:: TASK TO COMPLETE ::
The entries that follow should be written out exactly.

:: RECORDS FOR THE TASK ::
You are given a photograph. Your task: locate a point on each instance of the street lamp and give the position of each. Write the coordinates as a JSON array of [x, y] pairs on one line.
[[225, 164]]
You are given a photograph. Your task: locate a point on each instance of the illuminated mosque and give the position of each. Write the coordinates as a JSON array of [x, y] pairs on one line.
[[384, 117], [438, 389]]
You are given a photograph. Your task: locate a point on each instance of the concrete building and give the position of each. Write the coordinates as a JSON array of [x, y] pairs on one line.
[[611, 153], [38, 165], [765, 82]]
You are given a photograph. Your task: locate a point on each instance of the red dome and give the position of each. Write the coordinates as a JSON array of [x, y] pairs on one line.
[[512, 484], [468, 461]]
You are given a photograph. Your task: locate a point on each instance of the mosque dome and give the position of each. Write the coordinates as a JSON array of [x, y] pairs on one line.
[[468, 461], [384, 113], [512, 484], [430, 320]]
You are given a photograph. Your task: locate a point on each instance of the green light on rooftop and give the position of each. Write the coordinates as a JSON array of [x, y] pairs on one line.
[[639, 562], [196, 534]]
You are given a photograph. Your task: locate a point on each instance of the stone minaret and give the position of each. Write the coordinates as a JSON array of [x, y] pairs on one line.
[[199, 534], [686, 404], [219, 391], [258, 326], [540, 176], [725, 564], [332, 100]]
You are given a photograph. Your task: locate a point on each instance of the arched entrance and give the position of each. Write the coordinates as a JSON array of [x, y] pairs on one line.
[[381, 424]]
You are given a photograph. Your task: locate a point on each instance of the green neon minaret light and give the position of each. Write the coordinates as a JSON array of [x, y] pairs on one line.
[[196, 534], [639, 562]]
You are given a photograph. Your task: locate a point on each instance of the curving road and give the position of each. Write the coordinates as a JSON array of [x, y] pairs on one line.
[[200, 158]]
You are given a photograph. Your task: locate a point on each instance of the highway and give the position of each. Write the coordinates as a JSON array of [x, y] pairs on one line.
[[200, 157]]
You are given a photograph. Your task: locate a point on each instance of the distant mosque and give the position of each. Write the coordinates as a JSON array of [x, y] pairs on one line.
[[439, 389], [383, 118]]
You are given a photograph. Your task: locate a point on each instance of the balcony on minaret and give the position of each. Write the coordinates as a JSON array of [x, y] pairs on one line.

:: THE COMPLETED TASK ::
You are given a photograph. Your task: locate a point on each instance of the street lamp and give the position of each. Write the coordinates as a JSON array of [x, y] pairs on one line.
[[225, 164]]
You are given a photograph. Your task: locate a point on each instance of the illuminated mosque and give the position of each. Write the coordinates as a JSON array of [x, y] pairs on one line.
[[384, 117], [438, 389]]
You are given a photograph. Your task: locate a point on each instance of the concrete building and give the position of each. Write the coordinates as a JSON array of [x, y] pairs on one line.
[[611, 153], [38, 165], [765, 82]]
You are given a photograph. Your task: locate a point on each instance of the red dome and give the position of each. Write the coordinates as a JSON array of [x, y] pairs on one line.
[[512, 484], [468, 461]]
You are given a photograph. Your task: locate a point on each instance of the mosque dome and give the position of each. Write the coordinates as a JSON array of [x, y] pairs on one line.
[[468, 461], [384, 113], [512, 484], [430, 320]]
You are given a photograph. Your task: locate a point on each instance of the green light on rooftop and give the position of each. Write the coordinates as a JSON array of [x, y] pairs on one line.
[[639, 562], [196, 534]]
You are given a photograph. Your task: locate a point on each instance of the stone minaret and give the position of each. Write the coordinates as a JSON array of [x, y] pairs on one line.
[[199, 534], [686, 404], [219, 391], [258, 326], [540, 176], [725, 564], [332, 100]]
You are given a photograph. Your task: locate a point on each instance of the arched entrance and give the position of each. Write the coordinates as a JSON array of [x, y] pairs on one line.
[[381, 424]]
You are given a photograph. Your task: locate a point on each instance of the green neon minaret light and give the position of each. Write the coordinates as a JSON array of [x, y] pairs on one line.
[[196, 534], [639, 562]]
You are given a photograph. Your task: locate a point on each instance of the curving road and give the position of each. Write the coordinates as a JSON array of [x, y] pairs on one line.
[[200, 158]]
You are given a photograph. Your task: locate a point on each instance of the highway and give the position of each. Write the coordinates as a JSON array of [x, y] pairs on one line.
[[200, 157]]
You are given a photograph. Your task: locate a point on each instance of the distant mosque and give the position of each. Write the coordinates as a JSON array of [x, y] pairs on one line.
[[439, 389], [383, 118]]
You are given a photograph. Your task: locate a point on each instance of the balcony on minaret and give the position of each. Write the coordinates as a JSON array of [x, y] pairs on one line.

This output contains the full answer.